- GIVEN PASSAGE:
Segment Open

This fourth volume in The Complete Case Files – the series of books that chronologically collects all the Judge Dredd stories originally printed in 2000AD – kicks off with another epic quest. Similar to The Cursed Earth storyline, The Judge Child sees Dredd embark on an intergalactic odyssey to find a mutant boy with special telekinetic powers.
A psychic Judge with an impressive ability to predict the future believes the child is the only one who can save Mega City One from a foreseen future apocalypse, but the young mutant has been sold to off-world slave-traders, leaving Dredd following a trail that’s rapidly going cold.
As with The Cursed Earth, Dredd’s journey is broken into a series of encounters, though this time he’s planet hopping rather than trekking through mutant-infested desert. Some of these stops advance the plot, while others feel more like ‘alien of the week’ fillers. Some of the filler episodes offer interesting diversions (such as The Jigsaw Man where a man with an alien disease is slowly disappearing, bit by bit; and Battleground, set on a planet where competitive war is waged for televisual entertainment), while others you could happily leave.
The truly lasting legacies of the series are the introduction of the Angel Gang, a deranged family of brutal Texans who are only topped in the all-time best-ever Dredd villains list by Judge Death and his cronies; and the dramatic ending, which we won’t spoil for you if you don’t already know it.
About half of the book is devoted to The Judge Child, while the rest of the book returns to short stories, some of which are run-of-the-mill. But there are at least three stand-outs, largely because of the extraordinary characters they introduce. The best is undoubtedly Dredd’s run-in with Fink Angel, the fifth member of the Angel Gang, who comes to avenge his family’s treatment at the hands of the Judge. There’s also Chopper, the graffiti artist who’ll go on to plague Dredd with his illegal hover-boarding in future volumes; and Otto Sump, who starts a fashion of getting ugly plastic surgery.
These are classic Dredd stories, the impact of which has resonated through the comic. While the whole book doesn’t maintain this unfeasibly high quality, it’s worth it for the moments that do. Wagner and Grant’s solid ability to create odd-ball characters with lasting appeal is on full throttle, and artists McMahon and Smith transform them into icons. With impressive work by Brian Bolland and Steve Dillon filling gaps, it’d be greedy to ask for much more from a collection of Dredd stories.

Segment Closed

- SUPPLIED ENTRIES:
Segment Open

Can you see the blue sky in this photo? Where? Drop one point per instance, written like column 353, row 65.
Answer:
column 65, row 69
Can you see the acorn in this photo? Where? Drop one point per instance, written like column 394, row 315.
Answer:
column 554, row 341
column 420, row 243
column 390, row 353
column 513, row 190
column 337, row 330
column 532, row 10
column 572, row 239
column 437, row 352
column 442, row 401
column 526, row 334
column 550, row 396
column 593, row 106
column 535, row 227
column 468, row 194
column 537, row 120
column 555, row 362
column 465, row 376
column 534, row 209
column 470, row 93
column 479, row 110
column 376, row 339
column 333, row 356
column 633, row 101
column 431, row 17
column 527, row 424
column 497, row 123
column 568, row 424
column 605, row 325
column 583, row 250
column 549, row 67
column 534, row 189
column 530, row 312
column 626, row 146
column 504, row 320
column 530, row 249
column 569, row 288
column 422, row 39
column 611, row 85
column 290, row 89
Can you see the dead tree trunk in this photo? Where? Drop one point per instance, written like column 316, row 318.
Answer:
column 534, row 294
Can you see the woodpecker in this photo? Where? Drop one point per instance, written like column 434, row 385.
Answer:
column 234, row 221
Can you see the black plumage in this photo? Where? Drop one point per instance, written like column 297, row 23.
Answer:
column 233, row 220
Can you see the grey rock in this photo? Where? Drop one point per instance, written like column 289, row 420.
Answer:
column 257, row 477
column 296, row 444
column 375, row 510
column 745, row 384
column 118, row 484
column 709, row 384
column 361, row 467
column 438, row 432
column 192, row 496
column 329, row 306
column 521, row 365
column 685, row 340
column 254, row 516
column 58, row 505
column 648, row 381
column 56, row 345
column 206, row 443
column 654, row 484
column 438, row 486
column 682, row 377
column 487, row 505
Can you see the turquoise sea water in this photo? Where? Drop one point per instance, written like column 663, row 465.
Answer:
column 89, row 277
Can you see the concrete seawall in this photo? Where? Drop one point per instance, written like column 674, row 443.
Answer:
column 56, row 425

Segment Closed

From the Judge Dredd review above, list the three characters that the short stories in the second half of the book introduce as stand-outs.

- ANSWER AREA:
- Fink Angel
- Chopper
- Otto Sump